• [PROBLEM TO SOLVE]: In the data below, which lines hold "tree"? Copy every one.

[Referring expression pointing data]
※
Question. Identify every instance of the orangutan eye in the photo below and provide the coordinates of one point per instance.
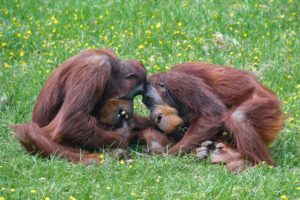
(131, 76)
(161, 85)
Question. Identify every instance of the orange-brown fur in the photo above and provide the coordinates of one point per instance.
(65, 117)
(211, 99)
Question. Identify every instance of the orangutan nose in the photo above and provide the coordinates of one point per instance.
(158, 119)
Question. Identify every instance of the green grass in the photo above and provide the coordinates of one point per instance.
(259, 36)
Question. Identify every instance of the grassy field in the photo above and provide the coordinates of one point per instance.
(259, 36)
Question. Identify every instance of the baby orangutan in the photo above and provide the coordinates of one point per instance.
(167, 119)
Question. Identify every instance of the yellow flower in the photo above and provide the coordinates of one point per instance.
(72, 198)
(22, 53)
(158, 25)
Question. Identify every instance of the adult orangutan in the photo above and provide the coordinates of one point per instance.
(70, 110)
(211, 99)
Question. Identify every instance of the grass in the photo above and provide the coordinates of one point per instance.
(259, 36)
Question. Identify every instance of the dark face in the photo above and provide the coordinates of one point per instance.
(162, 105)
(127, 81)
(115, 111)
(128, 78)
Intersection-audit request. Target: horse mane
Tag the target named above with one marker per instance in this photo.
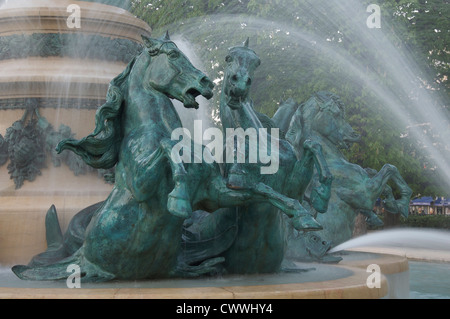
(100, 149)
(300, 126)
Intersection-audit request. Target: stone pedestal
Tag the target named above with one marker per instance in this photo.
(66, 72)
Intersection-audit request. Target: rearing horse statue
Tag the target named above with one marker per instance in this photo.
(136, 233)
(354, 190)
(259, 244)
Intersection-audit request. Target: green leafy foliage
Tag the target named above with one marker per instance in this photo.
(311, 45)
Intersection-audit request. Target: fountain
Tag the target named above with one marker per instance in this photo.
(49, 66)
(348, 279)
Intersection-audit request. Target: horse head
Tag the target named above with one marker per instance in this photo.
(322, 114)
(170, 72)
(241, 64)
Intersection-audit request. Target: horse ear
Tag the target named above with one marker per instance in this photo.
(295, 130)
(148, 41)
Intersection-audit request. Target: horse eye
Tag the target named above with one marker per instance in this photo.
(173, 54)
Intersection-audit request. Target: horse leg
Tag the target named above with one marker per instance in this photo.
(371, 218)
(313, 157)
(178, 202)
(378, 184)
(226, 197)
(301, 218)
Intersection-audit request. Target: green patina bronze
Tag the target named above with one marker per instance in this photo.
(259, 241)
(354, 190)
(169, 217)
(136, 233)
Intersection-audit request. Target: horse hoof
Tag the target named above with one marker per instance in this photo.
(320, 198)
(374, 221)
(306, 223)
(179, 207)
(236, 181)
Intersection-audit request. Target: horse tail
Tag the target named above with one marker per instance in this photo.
(100, 149)
(63, 269)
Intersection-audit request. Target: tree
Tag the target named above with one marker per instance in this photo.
(311, 45)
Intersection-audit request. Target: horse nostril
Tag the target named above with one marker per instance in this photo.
(205, 81)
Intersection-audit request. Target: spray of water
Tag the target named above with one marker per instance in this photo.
(284, 49)
(409, 237)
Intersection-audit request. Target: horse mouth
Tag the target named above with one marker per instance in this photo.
(190, 96)
(234, 102)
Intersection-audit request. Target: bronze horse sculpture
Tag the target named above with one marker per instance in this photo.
(259, 241)
(136, 232)
(355, 190)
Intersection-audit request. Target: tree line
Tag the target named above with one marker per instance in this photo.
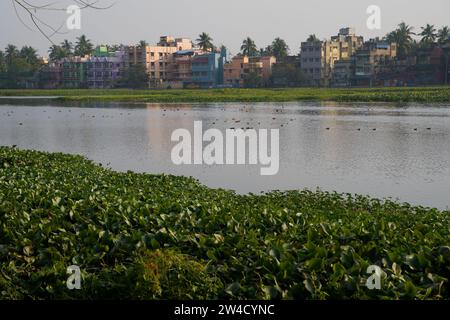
※
• [ANSWER FOR THE TASK]:
Intersection-audit request. Target: tree
Intersection-audit request. Target: tree line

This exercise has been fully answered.